Problem to solve:
Reproduce exactly the lines from the line containing "the smiling woman's face" through the end of the records below, including both ends, and nothing else.

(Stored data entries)

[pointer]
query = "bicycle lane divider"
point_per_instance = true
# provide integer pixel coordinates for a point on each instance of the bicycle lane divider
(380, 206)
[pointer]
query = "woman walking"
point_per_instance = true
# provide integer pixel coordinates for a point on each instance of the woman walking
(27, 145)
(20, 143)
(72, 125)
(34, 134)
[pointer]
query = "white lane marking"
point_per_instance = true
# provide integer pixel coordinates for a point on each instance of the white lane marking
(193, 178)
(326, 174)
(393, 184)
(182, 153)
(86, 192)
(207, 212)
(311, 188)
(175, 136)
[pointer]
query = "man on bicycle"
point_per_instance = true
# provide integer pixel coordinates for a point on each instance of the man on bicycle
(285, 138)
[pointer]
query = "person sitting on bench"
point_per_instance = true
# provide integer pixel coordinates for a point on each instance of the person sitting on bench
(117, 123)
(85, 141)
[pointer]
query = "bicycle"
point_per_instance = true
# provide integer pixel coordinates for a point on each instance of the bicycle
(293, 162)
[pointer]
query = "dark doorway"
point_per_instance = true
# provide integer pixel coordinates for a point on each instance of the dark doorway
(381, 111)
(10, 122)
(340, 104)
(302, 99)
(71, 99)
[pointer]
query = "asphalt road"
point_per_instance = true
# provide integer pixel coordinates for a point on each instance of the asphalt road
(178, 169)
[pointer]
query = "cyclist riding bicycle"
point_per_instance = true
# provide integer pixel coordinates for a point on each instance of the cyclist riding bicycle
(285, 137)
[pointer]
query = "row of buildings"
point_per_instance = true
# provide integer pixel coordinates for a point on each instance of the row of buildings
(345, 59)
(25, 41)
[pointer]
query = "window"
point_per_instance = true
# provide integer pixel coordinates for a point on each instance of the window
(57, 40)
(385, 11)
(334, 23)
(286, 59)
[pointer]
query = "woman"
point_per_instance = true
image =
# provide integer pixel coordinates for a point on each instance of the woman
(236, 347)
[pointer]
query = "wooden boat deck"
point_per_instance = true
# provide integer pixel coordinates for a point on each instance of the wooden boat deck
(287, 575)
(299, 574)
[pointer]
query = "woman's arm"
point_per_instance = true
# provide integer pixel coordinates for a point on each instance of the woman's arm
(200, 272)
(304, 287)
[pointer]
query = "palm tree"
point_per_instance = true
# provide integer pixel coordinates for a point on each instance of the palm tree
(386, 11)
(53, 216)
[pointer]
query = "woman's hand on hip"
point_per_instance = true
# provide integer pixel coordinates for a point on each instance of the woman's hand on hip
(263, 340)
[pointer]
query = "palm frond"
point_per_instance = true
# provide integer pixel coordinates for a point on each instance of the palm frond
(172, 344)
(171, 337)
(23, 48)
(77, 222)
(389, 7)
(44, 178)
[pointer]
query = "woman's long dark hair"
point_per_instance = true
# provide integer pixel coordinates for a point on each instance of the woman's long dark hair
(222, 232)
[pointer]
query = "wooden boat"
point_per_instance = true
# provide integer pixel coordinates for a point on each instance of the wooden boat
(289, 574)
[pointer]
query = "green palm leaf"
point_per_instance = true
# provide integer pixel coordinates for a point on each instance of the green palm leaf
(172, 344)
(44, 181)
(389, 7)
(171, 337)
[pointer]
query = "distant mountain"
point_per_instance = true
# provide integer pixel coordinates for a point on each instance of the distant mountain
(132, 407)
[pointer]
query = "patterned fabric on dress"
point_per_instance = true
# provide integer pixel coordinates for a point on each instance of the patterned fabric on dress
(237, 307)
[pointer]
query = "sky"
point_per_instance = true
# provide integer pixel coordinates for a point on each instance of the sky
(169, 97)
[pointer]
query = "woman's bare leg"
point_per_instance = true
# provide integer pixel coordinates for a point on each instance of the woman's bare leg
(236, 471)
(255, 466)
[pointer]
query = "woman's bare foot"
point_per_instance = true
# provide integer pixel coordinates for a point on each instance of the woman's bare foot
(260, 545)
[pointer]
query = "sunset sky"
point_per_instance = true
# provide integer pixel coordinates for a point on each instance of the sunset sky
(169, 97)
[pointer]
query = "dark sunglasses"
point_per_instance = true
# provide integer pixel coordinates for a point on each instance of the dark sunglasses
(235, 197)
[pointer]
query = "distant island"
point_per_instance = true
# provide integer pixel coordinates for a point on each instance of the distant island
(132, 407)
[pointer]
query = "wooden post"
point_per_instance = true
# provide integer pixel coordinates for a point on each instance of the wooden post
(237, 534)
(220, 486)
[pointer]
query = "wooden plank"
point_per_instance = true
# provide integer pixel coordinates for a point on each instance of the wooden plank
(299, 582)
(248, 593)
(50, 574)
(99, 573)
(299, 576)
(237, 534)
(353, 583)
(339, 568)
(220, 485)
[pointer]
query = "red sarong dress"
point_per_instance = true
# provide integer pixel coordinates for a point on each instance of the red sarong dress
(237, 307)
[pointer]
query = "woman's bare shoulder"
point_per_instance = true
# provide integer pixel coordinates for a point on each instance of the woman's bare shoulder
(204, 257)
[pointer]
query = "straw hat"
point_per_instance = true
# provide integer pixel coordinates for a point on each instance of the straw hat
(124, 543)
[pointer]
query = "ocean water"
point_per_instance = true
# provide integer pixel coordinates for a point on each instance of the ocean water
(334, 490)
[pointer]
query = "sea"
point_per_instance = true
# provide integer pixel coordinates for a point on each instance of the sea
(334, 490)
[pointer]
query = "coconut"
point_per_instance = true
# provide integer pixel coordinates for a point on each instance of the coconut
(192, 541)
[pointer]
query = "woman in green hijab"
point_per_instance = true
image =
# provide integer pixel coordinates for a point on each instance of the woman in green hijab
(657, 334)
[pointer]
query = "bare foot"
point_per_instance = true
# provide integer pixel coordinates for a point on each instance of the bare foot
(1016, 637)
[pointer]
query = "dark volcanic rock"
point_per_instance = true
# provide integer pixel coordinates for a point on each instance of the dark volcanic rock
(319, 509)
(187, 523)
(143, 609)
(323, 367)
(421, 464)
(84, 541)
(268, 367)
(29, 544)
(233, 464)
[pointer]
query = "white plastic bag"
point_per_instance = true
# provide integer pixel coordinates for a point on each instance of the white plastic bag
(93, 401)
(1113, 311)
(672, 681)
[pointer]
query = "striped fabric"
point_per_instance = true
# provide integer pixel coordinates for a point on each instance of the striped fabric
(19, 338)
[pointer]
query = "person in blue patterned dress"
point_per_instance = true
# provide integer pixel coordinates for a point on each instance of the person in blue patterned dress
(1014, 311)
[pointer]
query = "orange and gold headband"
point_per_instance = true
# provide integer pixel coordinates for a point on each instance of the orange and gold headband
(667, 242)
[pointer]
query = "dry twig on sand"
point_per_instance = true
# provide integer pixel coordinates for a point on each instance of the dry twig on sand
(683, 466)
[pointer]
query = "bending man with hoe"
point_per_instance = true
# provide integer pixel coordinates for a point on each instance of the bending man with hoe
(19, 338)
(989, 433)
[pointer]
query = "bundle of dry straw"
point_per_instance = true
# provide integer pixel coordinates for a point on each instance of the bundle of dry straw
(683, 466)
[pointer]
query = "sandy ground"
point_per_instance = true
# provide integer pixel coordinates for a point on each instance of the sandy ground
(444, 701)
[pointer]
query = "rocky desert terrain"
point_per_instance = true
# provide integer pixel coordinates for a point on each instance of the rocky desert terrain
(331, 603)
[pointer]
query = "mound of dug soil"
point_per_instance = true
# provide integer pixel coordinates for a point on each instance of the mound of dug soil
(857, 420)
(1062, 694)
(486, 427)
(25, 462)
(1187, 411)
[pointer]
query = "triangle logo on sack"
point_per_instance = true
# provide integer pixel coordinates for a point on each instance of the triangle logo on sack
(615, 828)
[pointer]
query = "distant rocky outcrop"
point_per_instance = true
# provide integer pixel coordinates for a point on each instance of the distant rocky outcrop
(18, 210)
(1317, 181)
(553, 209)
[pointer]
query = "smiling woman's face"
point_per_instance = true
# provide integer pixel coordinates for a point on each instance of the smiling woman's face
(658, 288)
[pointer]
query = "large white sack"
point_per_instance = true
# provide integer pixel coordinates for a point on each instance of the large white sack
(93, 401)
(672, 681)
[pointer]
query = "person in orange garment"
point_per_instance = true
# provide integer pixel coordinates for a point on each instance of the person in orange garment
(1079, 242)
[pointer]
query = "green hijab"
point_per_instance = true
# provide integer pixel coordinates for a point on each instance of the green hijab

Expected answer:
# provide integer pixel coordinates for a point on each instance of the smiling woman's face
(658, 288)
[pointer]
query = "large white sack"
point_per_instance = true
# provide integer pixel coordinates for a point on each instance of the large white sack
(93, 401)
(672, 681)
[pointer]
query = "person in orange garment"
point_per_instance = true
# provide integer pixel coordinates for a point on each instance of the person in orange garment
(1079, 242)
[pointer]
query = "green hijab"
point_per_instance = true
# provide integer pixel coordinates for a point on each instance of the green hijab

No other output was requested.